__RAW DATA__
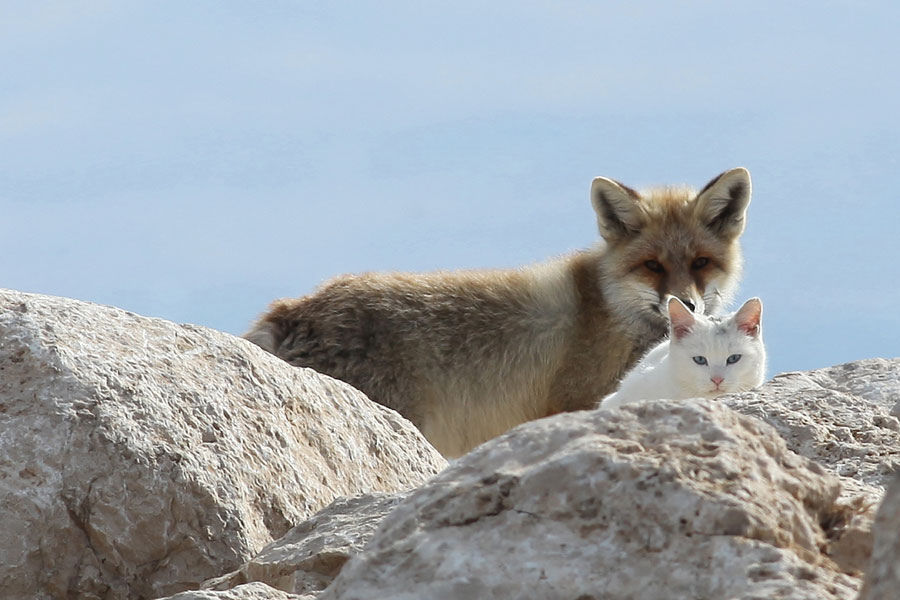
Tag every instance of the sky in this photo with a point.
(196, 160)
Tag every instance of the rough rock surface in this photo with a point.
(883, 573)
(654, 500)
(311, 555)
(250, 591)
(139, 457)
(842, 417)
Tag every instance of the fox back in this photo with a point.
(466, 355)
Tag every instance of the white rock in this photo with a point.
(883, 574)
(655, 500)
(250, 591)
(839, 416)
(139, 457)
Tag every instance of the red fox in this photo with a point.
(466, 355)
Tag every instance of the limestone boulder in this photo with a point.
(139, 457)
(250, 591)
(883, 574)
(309, 556)
(845, 418)
(842, 417)
(653, 500)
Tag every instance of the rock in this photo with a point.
(139, 457)
(653, 500)
(883, 574)
(840, 417)
(250, 591)
(311, 555)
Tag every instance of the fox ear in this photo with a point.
(749, 317)
(618, 208)
(681, 319)
(722, 204)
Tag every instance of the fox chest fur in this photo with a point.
(467, 355)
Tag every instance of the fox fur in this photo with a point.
(466, 355)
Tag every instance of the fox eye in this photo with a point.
(654, 266)
(699, 262)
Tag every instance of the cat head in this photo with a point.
(717, 355)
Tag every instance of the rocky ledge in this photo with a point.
(143, 459)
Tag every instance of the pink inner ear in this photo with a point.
(680, 331)
(748, 318)
(751, 330)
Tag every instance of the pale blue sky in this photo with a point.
(195, 160)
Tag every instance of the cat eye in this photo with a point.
(654, 266)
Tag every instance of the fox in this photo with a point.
(466, 355)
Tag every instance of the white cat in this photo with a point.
(703, 357)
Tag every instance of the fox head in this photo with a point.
(670, 241)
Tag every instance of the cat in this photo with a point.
(703, 357)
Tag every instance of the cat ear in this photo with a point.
(681, 319)
(619, 213)
(722, 204)
(749, 317)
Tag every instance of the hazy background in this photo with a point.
(195, 160)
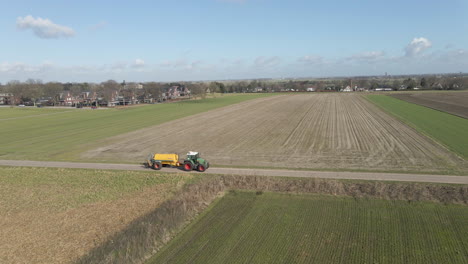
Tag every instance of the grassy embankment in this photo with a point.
(243, 227)
(56, 215)
(45, 134)
(447, 129)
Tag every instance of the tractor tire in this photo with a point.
(188, 166)
(201, 168)
(157, 166)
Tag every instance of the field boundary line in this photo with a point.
(372, 176)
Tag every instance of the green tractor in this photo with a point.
(194, 162)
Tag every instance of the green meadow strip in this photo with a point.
(449, 130)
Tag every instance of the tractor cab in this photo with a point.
(192, 155)
(195, 162)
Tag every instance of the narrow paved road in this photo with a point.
(257, 172)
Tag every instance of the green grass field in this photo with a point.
(243, 227)
(48, 134)
(22, 189)
(447, 129)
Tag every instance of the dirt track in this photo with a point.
(332, 131)
(257, 172)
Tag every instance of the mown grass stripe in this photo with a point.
(322, 229)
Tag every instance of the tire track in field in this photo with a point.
(332, 131)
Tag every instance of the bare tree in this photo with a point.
(52, 90)
(154, 90)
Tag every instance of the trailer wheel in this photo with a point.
(201, 168)
(188, 166)
(157, 165)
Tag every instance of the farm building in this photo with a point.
(5, 98)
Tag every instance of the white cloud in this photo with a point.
(267, 61)
(43, 28)
(139, 63)
(19, 67)
(311, 59)
(98, 26)
(368, 56)
(417, 46)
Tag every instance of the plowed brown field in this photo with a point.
(455, 103)
(318, 131)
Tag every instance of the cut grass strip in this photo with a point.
(244, 227)
(64, 136)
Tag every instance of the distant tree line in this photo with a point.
(32, 90)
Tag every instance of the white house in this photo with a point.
(348, 89)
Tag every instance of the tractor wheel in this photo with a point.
(157, 165)
(188, 166)
(201, 168)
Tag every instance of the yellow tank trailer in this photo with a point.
(192, 162)
(156, 161)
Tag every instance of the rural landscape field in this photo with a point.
(234, 131)
(57, 215)
(319, 131)
(245, 227)
(343, 132)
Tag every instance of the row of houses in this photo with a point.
(132, 94)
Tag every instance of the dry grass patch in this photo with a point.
(320, 131)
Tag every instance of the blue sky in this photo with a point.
(229, 39)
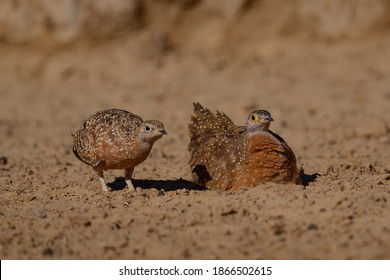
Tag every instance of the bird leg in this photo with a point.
(128, 174)
(102, 182)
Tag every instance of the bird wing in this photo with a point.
(214, 145)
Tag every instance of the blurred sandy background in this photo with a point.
(320, 67)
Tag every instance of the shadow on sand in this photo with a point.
(166, 185)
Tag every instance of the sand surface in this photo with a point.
(330, 102)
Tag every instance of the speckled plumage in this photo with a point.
(115, 139)
(226, 156)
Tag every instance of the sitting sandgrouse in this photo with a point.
(228, 157)
(115, 139)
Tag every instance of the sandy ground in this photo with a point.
(331, 103)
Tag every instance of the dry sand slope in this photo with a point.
(330, 103)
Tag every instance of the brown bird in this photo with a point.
(115, 139)
(226, 156)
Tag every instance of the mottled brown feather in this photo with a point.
(226, 156)
(115, 139)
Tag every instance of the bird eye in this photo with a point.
(255, 118)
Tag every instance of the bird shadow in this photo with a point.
(166, 185)
(306, 179)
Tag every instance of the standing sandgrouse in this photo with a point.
(115, 139)
(228, 157)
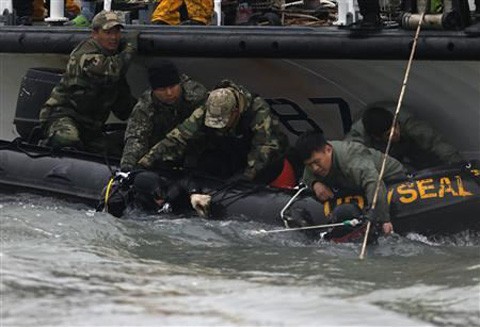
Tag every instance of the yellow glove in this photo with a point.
(201, 204)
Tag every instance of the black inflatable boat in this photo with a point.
(437, 201)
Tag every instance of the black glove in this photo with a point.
(237, 179)
(370, 215)
(132, 39)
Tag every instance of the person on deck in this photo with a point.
(414, 143)
(154, 194)
(348, 165)
(234, 133)
(93, 85)
(172, 98)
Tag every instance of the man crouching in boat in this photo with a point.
(150, 193)
(171, 99)
(233, 134)
(414, 143)
(339, 164)
(93, 85)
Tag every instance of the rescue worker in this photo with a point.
(93, 85)
(342, 165)
(414, 143)
(148, 192)
(171, 99)
(185, 12)
(233, 133)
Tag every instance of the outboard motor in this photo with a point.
(34, 91)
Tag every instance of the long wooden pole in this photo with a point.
(392, 129)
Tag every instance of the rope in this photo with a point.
(392, 128)
(351, 223)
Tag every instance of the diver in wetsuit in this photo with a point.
(154, 194)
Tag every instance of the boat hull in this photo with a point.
(437, 201)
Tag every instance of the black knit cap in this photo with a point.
(163, 74)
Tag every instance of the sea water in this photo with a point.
(63, 264)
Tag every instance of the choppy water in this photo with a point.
(62, 264)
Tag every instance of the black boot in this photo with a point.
(370, 10)
(474, 29)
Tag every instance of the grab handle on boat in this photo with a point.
(57, 11)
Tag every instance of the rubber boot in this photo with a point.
(474, 29)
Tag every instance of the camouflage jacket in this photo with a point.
(93, 85)
(267, 143)
(356, 167)
(151, 119)
(420, 146)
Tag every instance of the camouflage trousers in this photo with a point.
(65, 132)
(168, 11)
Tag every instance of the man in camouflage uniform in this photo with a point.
(171, 99)
(414, 143)
(234, 131)
(347, 165)
(93, 85)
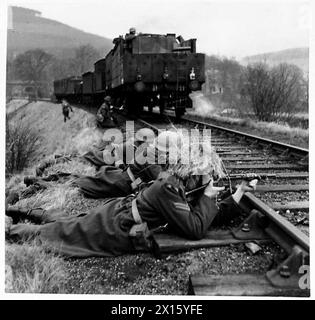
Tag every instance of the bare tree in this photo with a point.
(31, 66)
(85, 57)
(272, 91)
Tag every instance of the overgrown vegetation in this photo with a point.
(31, 269)
(21, 145)
(258, 91)
(40, 68)
(273, 91)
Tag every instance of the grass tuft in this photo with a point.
(30, 269)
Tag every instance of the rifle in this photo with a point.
(237, 176)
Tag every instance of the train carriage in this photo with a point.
(142, 70)
(88, 87)
(68, 88)
(152, 69)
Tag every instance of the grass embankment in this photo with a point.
(29, 267)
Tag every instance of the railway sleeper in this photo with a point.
(265, 166)
(289, 278)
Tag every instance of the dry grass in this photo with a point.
(14, 105)
(30, 269)
(58, 136)
(29, 266)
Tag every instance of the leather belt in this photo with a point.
(135, 212)
(135, 182)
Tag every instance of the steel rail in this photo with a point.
(292, 232)
(281, 231)
(285, 146)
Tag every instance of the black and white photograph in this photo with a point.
(157, 148)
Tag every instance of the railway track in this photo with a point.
(278, 212)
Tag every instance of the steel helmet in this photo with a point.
(168, 140)
(145, 134)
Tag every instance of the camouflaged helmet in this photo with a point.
(168, 140)
(145, 134)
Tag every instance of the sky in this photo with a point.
(230, 28)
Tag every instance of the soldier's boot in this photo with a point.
(29, 180)
(36, 215)
(16, 214)
(23, 231)
(41, 216)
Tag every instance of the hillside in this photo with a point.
(28, 30)
(297, 56)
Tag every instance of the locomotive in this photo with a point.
(142, 70)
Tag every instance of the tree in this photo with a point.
(31, 66)
(272, 91)
(85, 57)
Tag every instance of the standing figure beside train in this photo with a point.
(148, 162)
(108, 151)
(104, 116)
(66, 107)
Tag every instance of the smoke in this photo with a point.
(201, 104)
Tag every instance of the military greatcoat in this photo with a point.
(104, 231)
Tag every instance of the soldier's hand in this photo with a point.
(246, 186)
(212, 191)
(206, 178)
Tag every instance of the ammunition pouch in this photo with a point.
(140, 237)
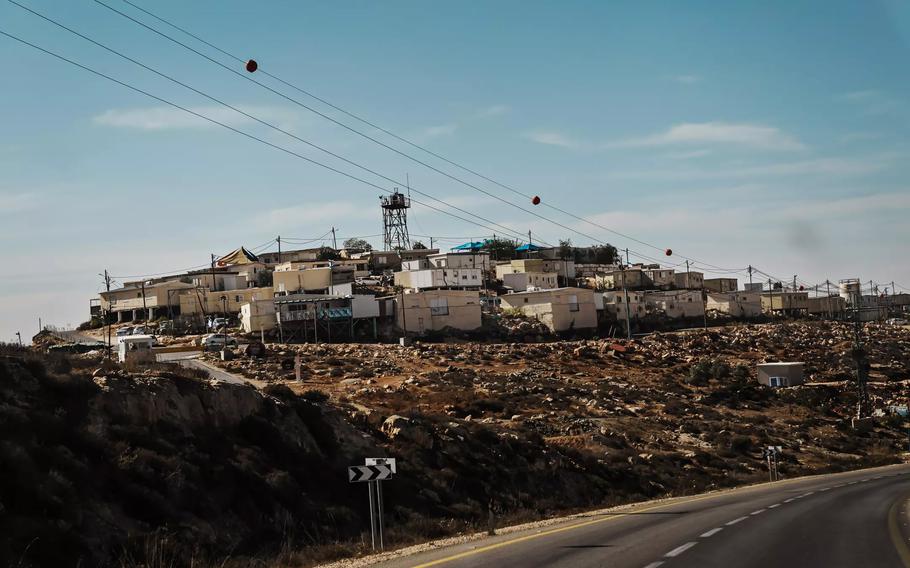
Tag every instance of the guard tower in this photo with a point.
(395, 220)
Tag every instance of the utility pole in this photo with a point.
(771, 296)
(625, 293)
(862, 366)
(107, 314)
(144, 308)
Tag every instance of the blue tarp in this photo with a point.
(475, 245)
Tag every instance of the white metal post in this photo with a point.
(379, 505)
(372, 518)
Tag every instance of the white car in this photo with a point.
(217, 341)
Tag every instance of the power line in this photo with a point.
(235, 130)
(381, 129)
(249, 115)
(367, 136)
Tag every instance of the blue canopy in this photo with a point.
(475, 245)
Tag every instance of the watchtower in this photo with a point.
(395, 220)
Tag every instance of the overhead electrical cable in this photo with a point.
(251, 116)
(359, 133)
(379, 128)
(241, 132)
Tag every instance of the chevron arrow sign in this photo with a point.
(368, 473)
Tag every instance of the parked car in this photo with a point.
(217, 341)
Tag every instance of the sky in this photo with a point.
(770, 134)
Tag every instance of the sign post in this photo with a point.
(375, 470)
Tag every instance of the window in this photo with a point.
(779, 381)
(439, 306)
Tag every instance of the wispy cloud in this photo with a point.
(873, 203)
(687, 79)
(821, 166)
(689, 155)
(440, 130)
(311, 214)
(169, 118)
(18, 202)
(495, 110)
(872, 102)
(747, 135)
(551, 138)
(857, 137)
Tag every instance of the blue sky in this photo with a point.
(765, 133)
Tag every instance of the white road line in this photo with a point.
(680, 549)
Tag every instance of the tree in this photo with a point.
(264, 278)
(355, 243)
(606, 254)
(327, 253)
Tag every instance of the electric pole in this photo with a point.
(862, 366)
(106, 314)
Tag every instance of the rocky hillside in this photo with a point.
(120, 467)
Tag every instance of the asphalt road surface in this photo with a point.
(191, 360)
(855, 519)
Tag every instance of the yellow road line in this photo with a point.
(897, 537)
(614, 516)
(611, 517)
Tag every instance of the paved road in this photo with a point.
(191, 360)
(856, 519)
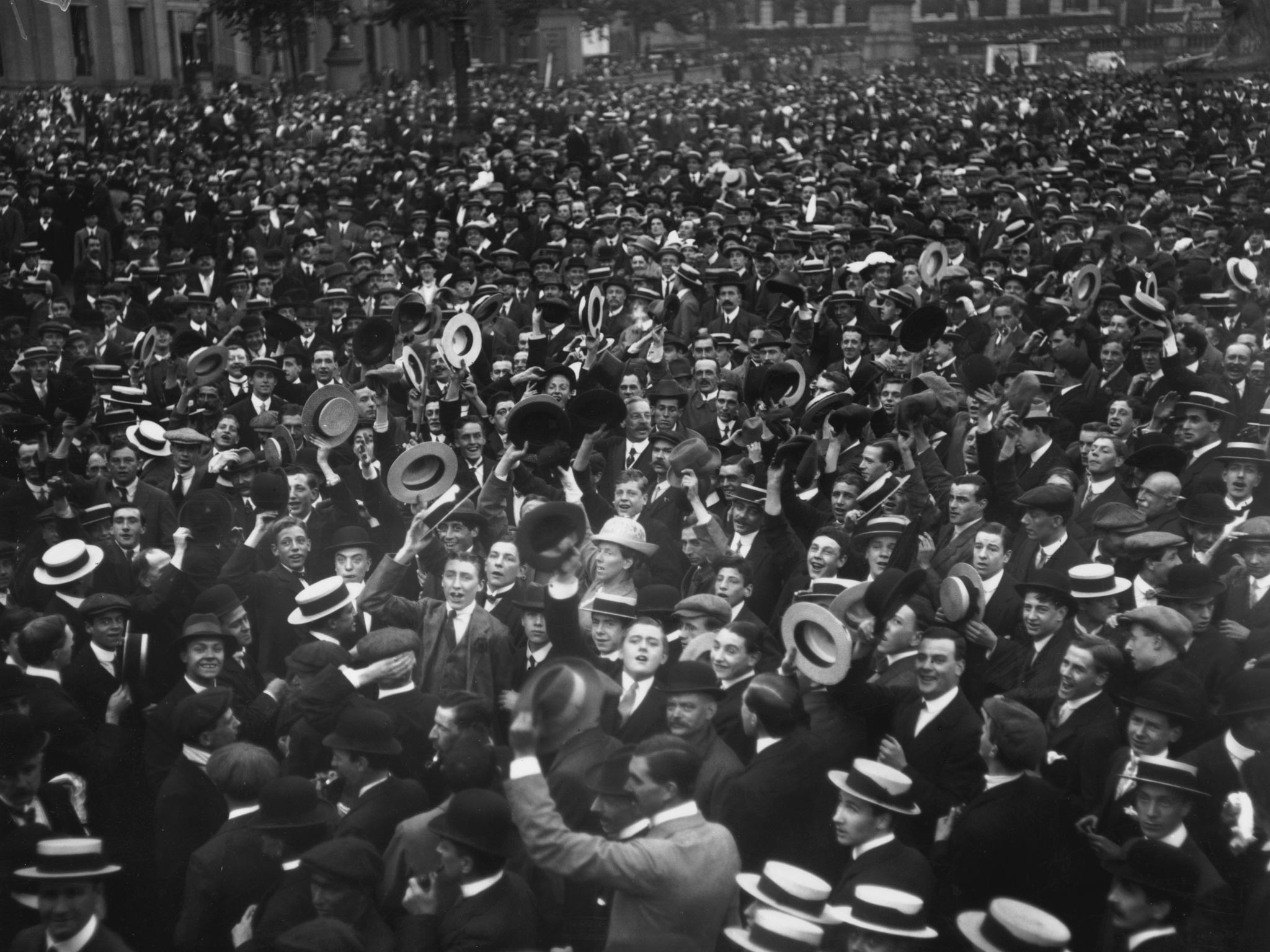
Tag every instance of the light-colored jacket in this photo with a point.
(678, 879)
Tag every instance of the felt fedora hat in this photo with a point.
(461, 340)
(66, 563)
(373, 342)
(962, 594)
(790, 890)
(424, 472)
(206, 364)
(69, 858)
(774, 931)
(321, 599)
(538, 420)
(934, 259)
(1013, 926)
(329, 416)
(549, 532)
(822, 641)
(886, 910)
(879, 785)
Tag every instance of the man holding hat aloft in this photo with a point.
(871, 799)
(68, 876)
(494, 907)
(691, 692)
(189, 808)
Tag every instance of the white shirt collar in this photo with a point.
(475, 889)
(1132, 942)
(676, 813)
(871, 844)
(75, 942)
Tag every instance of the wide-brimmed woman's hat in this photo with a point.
(331, 415)
(424, 472)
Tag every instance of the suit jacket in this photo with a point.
(225, 876)
(892, 865)
(270, 597)
(1080, 751)
(776, 806)
(681, 878)
(376, 813)
(499, 918)
(189, 813)
(482, 663)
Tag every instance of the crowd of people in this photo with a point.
(765, 516)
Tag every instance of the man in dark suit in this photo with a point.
(871, 798)
(991, 848)
(1046, 542)
(362, 746)
(497, 909)
(189, 809)
(775, 808)
(934, 730)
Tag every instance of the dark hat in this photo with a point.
(549, 532)
(878, 785)
(200, 712)
(538, 420)
(479, 819)
(288, 803)
(19, 738)
(689, 677)
(609, 777)
(365, 729)
(349, 858)
(1157, 866)
(1057, 500)
(313, 656)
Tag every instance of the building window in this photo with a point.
(82, 43)
(138, 33)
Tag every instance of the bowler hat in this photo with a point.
(538, 420)
(1157, 866)
(549, 532)
(363, 729)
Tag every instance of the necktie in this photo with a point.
(628, 702)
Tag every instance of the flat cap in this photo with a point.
(705, 607)
(350, 858)
(1119, 517)
(386, 643)
(1148, 541)
(1171, 626)
(1018, 733)
(1053, 499)
(200, 712)
(186, 434)
(315, 655)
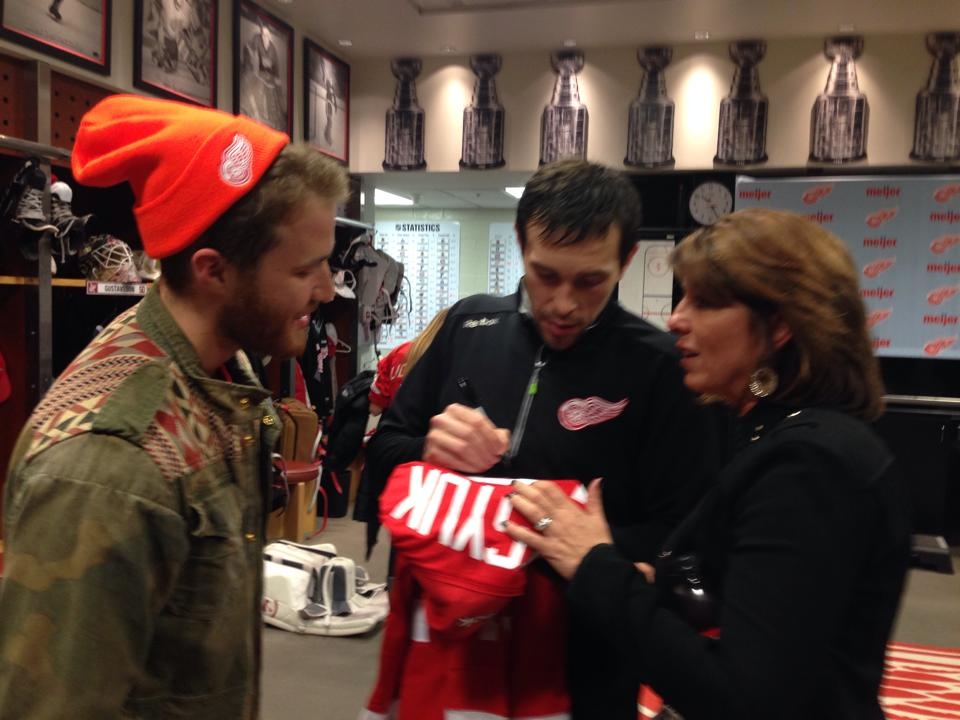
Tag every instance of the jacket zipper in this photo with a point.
(521, 424)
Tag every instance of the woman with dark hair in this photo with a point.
(797, 555)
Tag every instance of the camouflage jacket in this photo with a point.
(134, 513)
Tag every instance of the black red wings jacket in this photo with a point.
(613, 406)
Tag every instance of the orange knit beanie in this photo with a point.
(186, 164)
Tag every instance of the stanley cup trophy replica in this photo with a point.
(563, 128)
(482, 146)
(742, 135)
(838, 123)
(403, 137)
(936, 134)
(650, 122)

__WHAT YOU HAVE TO DO__
Could you repeat, exactly and with nothing else, the lines from the one containing "Tag every instance of the white shirt" through the last line of the records above, leaving out the pictures?

__REPLY TO THE EXERCISE__
Tag every instance of the white shirt collar in this photo with a point.
(475, 889)
(1132, 942)
(676, 813)
(871, 844)
(75, 942)
Tag every instance of the wide-brimmed woman's hat in this photo with a point.
(331, 415)
(424, 472)
Tag every instance of the suit jacket in this photo with a point.
(225, 876)
(892, 865)
(270, 597)
(1080, 751)
(776, 806)
(681, 878)
(376, 813)
(499, 918)
(189, 813)
(482, 663)
Tag every instance of the crowd of people in this photo with a point.
(765, 516)
Tag every instance of the man in dark suit in this photo with a point.
(871, 798)
(991, 848)
(1046, 542)
(362, 746)
(497, 909)
(189, 809)
(775, 808)
(934, 730)
Tag every instance of the dark hat in this photo with a point.
(549, 532)
(878, 785)
(200, 712)
(538, 420)
(479, 819)
(288, 803)
(19, 738)
(689, 677)
(609, 777)
(365, 729)
(349, 858)
(1157, 866)
(1057, 500)
(313, 656)
Tag every instance of the building window in this photo with a point.
(82, 43)
(138, 33)
Tag every instance of the bowler hat in this photo with a point.
(538, 420)
(1157, 866)
(549, 532)
(363, 729)
Tag every instance of the necktie in this photo with a point.
(628, 702)
Tag every instance of the flat cap in this photo with a point.
(705, 607)
(350, 858)
(1119, 517)
(386, 643)
(1148, 541)
(1171, 626)
(1018, 733)
(1053, 499)
(200, 712)
(186, 434)
(315, 655)
Tag every instance of the jacket zipper in this photo with a point.
(521, 424)
Tag every instance of the woman with dark hair in this photo with a point.
(797, 555)
Tag every instance of the camouflage jacket in this photo with a point.
(134, 513)
Tag every instance of the black red wings jacket in this photo with a point.
(613, 406)
Tag every instance of the orange knit beanie in this photo with a point.
(186, 164)
Tag every instance of the stanley cup trophy replica in this photo with a point.
(563, 128)
(482, 146)
(742, 135)
(838, 123)
(403, 137)
(936, 134)
(650, 122)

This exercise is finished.